Task brief :: Which of the lines in the data below contain the string "wall"? Copy each of them.

The input ::
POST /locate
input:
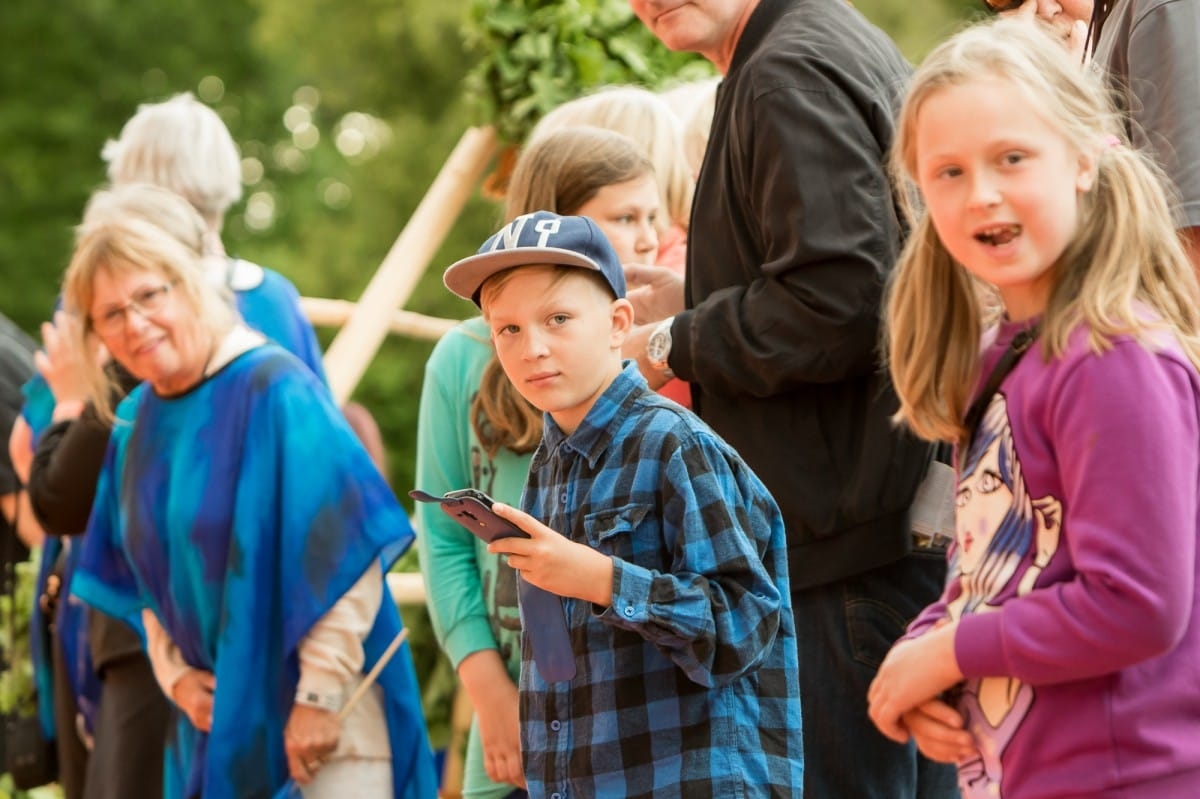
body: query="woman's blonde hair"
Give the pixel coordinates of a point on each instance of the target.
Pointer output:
(1125, 257)
(180, 144)
(558, 172)
(135, 228)
(651, 124)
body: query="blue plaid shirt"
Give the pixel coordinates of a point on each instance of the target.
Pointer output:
(688, 684)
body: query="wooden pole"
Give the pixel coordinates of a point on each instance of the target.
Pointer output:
(357, 343)
(323, 312)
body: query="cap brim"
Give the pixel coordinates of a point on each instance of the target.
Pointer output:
(466, 276)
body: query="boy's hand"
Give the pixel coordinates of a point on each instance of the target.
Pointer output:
(937, 730)
(915, 672)
(654, 292)
(552, 562)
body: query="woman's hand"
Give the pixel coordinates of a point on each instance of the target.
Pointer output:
(193, 695)
(655, 293)
(61, 365)
(309, 739)
(499, 731)
(493, 695)
(937, 730)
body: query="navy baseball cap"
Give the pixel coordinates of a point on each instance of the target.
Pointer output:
(538, 238)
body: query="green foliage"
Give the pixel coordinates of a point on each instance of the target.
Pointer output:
(17, 695)
(537, 54)
(10, 791)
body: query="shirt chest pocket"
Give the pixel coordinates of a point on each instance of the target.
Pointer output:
(624, 533)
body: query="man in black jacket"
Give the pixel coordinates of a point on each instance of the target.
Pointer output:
(793, 232)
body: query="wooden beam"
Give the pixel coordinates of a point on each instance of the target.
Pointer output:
(333, 313)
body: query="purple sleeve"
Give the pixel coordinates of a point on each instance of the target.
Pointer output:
(1123, 430)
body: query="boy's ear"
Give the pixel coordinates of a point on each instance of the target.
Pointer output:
(622, 320)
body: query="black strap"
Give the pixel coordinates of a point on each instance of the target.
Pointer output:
(1006, 364)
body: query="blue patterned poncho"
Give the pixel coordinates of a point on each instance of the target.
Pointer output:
(245, 509)
(268, 302)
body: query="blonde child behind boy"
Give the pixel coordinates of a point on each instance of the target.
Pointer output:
(477, 431)
(1071, 610)
(671, 560)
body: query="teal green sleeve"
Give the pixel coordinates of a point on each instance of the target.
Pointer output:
(449, 558)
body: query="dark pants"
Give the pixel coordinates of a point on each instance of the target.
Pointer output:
(131, 732)
(71, 750)
(844, 630)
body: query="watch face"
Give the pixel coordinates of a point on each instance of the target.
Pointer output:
(658, 347)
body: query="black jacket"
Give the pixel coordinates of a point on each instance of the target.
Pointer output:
(793, 232)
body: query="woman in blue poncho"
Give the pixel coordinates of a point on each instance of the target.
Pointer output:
(241, 522)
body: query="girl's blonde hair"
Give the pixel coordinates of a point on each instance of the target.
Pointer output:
(651, 124)
(558, 172)
(135, 228)
(1125, 258)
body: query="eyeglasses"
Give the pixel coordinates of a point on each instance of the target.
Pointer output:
(1000, 6)
(145, 302)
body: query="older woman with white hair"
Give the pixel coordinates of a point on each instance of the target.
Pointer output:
(241, 518)
(183, 146)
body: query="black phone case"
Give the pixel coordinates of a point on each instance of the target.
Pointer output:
(477, 516)
(541, 612)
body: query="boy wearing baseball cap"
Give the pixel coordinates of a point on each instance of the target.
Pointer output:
(667, 551)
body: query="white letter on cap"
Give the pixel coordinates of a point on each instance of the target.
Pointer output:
(510, 234)
(546, 228)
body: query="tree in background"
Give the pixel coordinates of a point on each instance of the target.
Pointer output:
(343, 112)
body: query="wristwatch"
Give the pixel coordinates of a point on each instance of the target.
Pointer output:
(658, 347)
(330, 702)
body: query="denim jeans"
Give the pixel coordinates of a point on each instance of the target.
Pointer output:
(844, 630)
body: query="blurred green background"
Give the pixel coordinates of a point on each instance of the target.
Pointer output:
(343, 112)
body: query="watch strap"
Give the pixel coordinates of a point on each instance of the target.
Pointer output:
(330, 702)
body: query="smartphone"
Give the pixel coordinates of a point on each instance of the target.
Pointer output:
(473, 510)
(541, 612)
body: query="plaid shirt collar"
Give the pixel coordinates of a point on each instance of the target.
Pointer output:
(594, 433)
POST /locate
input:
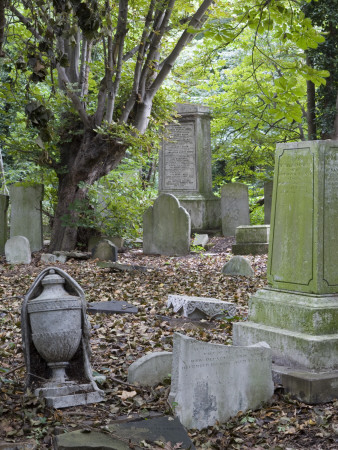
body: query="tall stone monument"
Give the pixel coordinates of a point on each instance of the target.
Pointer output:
(26, 213)
(298, 314)
(185, 166)
(4, 200)
(234, 207)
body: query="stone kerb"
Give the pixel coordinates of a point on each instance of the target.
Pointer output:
(234, 207)
(26, 214)
(4, 200)
(213, 382)
(166, 228)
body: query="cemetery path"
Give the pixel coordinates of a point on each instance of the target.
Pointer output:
(118, 340)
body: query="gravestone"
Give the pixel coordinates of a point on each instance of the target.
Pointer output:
(166, 228)
(185, 166)
(105, 250)
(17, 250)
(150, 369)
(213, 382)
(4, 200)
(238, 265)
(200, 307)
(26, 214)
(251, 240)
(234, 207)
(268, 187)
(298, 313)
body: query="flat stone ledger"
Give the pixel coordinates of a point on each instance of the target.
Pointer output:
(26, 214)
(4, 201)
(185, 166)
(298, 315)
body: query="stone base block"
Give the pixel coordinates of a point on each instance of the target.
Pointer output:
(308, 387)
(69, 395)
(291, 348)
(250, 248)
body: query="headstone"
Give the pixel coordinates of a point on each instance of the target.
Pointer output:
(166, 228)
(4, 200)
(17, 250)
(185, 166)
(155, 433)
(150, 369)
(105, 250)
(26, 214)
(112, 307)
(251, 240)
(200, 307)
(297, 314)
(213, 382)
(50, 258)
(268, 186)
(234, 207)
(55, 337)
(238, 265)
(200, 240)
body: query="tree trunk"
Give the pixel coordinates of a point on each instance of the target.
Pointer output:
(88, 157)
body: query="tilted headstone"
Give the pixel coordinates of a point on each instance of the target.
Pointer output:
(234, 207)
(4, 200)
(185, 166)
(166, 228)
(150, 369)
(17, 250)
(105, 250)
(268, 186)
(200, 307)
(26, 214)
(238, 265)
(212, 382)
(298, 317)
(251, 240)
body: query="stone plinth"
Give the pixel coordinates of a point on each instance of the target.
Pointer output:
(166, 228)
(4, 200)
(251, 239)
(298, 315)
(185, 166)
(26, 214)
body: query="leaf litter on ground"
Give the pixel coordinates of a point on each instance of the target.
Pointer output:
(118, 340)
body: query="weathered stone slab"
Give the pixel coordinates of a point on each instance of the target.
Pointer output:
(17, 250)
(238, 265)
(26, 214)
(268, 187)
(200, 240)
(166, 228)
(200, 307)
(234, 207)
(50, 258)
(111, 307)
(4, 200)
(213, 382)
(151, 369)
(105, 250)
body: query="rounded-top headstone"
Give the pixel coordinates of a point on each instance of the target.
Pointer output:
(238, 265)
(17, 250)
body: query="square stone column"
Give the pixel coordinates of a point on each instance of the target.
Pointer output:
(185, 167)
(298, 314)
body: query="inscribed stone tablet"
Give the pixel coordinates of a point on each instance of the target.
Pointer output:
(179, 158)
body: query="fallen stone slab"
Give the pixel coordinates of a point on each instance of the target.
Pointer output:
(121, 267)
(151, 369)
(238, 265)
(200, 307)
(111, 307)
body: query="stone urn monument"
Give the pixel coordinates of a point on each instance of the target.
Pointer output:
(55, 334)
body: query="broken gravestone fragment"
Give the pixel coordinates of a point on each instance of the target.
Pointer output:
(55, 335)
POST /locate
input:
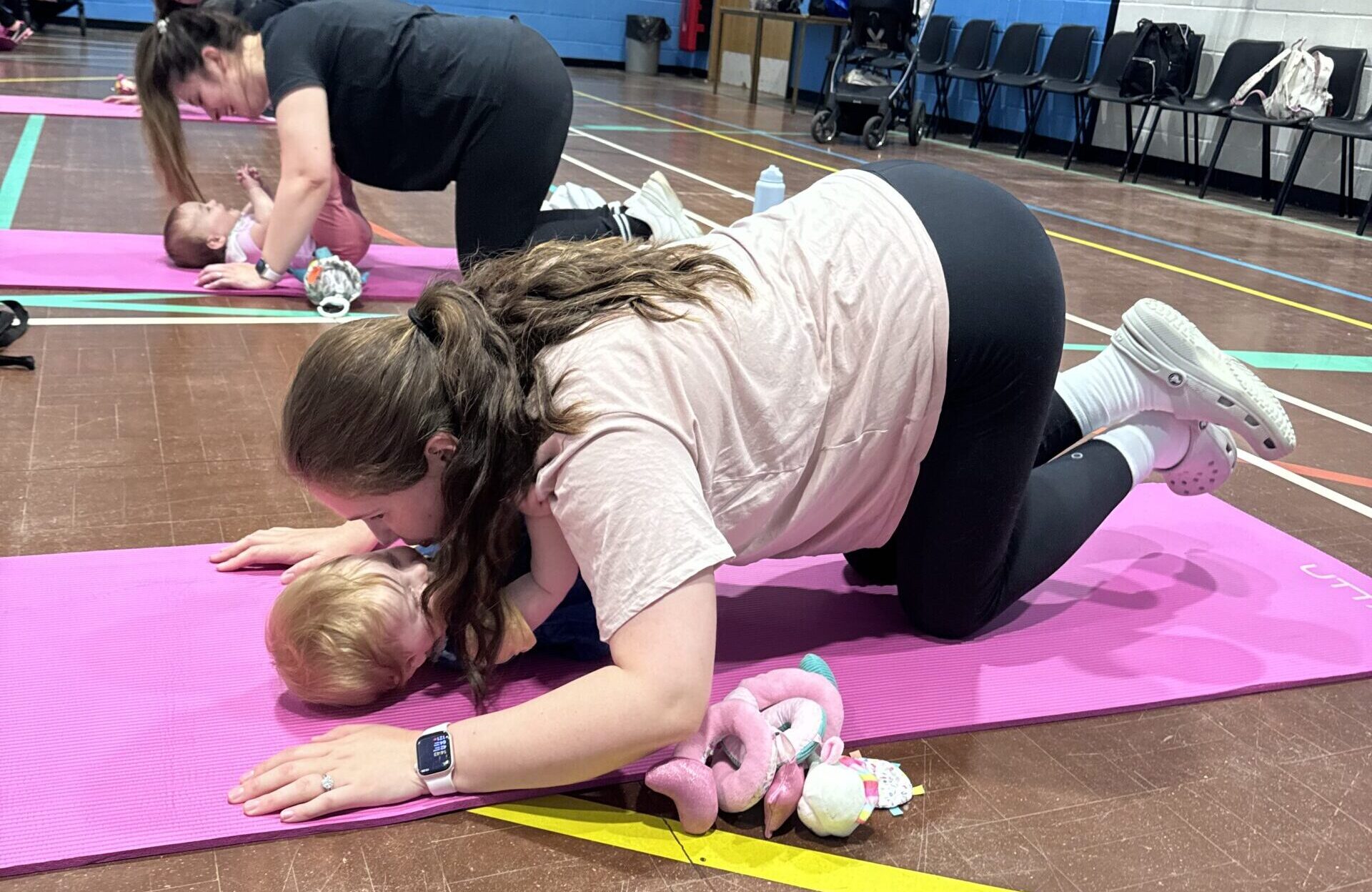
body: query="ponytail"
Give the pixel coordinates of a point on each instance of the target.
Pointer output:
(368, 397)
(168, 52)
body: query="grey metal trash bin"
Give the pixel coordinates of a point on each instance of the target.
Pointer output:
(644, 36)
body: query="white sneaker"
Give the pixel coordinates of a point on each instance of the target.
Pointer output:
(571, 197)
(657, 206)
(1205, 385)
(1209, 462)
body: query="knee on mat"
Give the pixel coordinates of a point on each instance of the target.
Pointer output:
(944, 626)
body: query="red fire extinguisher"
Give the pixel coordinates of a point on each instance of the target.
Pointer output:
(695, 25)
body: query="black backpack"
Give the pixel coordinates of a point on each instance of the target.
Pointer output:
(14, 322)
(1160, 64)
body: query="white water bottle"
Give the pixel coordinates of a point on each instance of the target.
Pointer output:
(772, 189)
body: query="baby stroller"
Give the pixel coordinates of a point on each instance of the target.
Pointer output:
(872, 83)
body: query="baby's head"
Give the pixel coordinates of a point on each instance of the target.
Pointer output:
(197, 232)
(353, 629)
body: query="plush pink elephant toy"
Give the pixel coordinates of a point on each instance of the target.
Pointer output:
(763, 733)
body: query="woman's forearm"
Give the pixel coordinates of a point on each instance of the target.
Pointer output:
(298, 202)
(586, 728)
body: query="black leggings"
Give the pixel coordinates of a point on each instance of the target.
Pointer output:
(991, 516)
(505, 172)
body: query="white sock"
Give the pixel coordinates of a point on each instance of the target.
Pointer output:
(1150, 442)
(1109, 389)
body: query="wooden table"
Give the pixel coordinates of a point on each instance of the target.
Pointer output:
(799, 25)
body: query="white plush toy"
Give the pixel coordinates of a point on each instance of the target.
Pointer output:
(841, 792)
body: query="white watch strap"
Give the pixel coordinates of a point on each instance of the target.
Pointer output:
(441, 784)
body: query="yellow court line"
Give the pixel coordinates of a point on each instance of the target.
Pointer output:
(790, 865)
(54, 80)
(1231, 286)
(1139, 258)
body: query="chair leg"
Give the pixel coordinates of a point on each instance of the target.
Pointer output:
(1148, 143)
(1185, 146)
(1088, 109)
(1030, 101)
(1367, 212)
(1131, 137)
(985, 95)
(1293, 169)
(1215, 157)
(1267, 159)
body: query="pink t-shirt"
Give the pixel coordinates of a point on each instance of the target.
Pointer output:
(789, 425)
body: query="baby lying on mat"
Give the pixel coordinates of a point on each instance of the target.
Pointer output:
(198, 234)
(353, 630)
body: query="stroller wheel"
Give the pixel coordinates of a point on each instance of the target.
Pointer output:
(917, 125)
(875, 132)
(823, 127)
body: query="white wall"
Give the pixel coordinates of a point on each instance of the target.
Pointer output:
(1334, 22)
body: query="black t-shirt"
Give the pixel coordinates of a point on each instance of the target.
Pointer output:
(408, 88)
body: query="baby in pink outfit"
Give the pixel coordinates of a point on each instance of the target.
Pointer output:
(199, 234)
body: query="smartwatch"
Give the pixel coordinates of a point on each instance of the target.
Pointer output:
(267, 272)
(434, 760)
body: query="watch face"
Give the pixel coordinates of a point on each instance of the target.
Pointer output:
(435, 754)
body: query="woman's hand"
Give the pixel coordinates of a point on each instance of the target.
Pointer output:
(369, 765)
(304, 549)
(249, 177)
(239, 276)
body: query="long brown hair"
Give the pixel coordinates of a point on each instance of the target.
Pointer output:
(369, 395)
(169, 52)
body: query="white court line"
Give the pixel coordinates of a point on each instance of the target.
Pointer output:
(665, 165)
(191, 320)
(1291, 477)
(1338, 498)
(625, 184)
(1294, 401)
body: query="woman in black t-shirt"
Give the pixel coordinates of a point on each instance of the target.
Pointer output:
(401, 98)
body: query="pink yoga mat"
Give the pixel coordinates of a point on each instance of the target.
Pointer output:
(69, 107)
(117, 261)
(136, 689)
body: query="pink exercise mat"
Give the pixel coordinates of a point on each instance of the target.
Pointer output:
(119, 261)
(70, 107)
(144, 670)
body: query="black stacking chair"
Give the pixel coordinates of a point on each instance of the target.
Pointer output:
(1065, 64)
(1252, 113)
(1015, 55)
(1238, 65)
(1115, 55)
(972, 54)
(1349, 132)
(1195, 44)
(1345, 86)
(932, 56)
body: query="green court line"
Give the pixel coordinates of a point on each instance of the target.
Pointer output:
(18, 171)
(1282, 361)
(62, 304)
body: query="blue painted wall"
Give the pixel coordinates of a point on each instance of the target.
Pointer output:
(590, 29)
(1009, 110)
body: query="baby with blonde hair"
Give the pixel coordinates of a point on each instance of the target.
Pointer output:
(353, 630)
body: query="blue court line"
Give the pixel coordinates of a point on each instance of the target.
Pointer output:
(1073, 219)
(18, 171)
(1283, 361)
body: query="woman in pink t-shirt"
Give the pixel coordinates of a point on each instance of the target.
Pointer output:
(870, 367)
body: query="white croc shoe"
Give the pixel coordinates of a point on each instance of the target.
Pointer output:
(1203, 382)
(1209, 462)
(657, 206)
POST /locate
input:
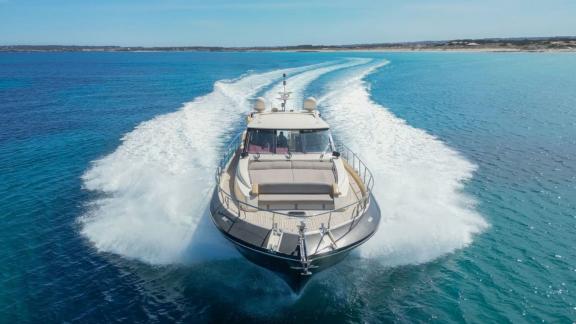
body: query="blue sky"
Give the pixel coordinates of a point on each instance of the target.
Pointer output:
(259, 22)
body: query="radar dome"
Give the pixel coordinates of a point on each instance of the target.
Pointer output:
(310, 104)
(260, 104)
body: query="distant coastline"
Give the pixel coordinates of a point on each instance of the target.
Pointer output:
(529, 44)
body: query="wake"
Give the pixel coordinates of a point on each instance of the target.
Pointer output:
(154, 189)
(419, 180)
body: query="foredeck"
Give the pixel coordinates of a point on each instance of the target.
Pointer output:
(315, 220)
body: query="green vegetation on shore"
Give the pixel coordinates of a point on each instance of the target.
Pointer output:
(559, 43)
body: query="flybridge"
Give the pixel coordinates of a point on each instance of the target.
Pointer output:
(308, 118)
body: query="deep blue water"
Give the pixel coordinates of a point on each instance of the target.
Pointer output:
(511, 115)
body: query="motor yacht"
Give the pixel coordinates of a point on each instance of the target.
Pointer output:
(290, 197)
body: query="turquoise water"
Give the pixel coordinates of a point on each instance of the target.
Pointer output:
(105, 160)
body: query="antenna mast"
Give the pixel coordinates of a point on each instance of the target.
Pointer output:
(284, 95)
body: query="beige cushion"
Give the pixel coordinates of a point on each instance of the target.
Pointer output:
(267, 198)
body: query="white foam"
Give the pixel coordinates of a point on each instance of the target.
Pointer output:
(419, 179)
(300, 82)
(156, 186)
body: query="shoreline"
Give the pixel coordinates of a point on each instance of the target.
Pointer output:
(323, 50)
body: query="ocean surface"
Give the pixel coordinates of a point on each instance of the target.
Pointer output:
(107, 163)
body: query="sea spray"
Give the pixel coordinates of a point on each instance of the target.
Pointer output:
(155, 187)
(418, 179)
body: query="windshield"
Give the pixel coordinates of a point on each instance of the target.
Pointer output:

Solution below ::
body: query="white wall"
body: query="blue painted wall"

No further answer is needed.